— start of Given data —
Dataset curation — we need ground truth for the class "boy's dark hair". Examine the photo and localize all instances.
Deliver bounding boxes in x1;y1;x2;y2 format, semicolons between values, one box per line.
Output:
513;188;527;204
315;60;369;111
— end of Given data —
- Task to complete -
Pull out every line of the material that contains the string "boxes", matching case exactly.

- Complete answer -
Deliver bounding boxes in x1;y1;x2;y2 format, semicolons between values, one box per line.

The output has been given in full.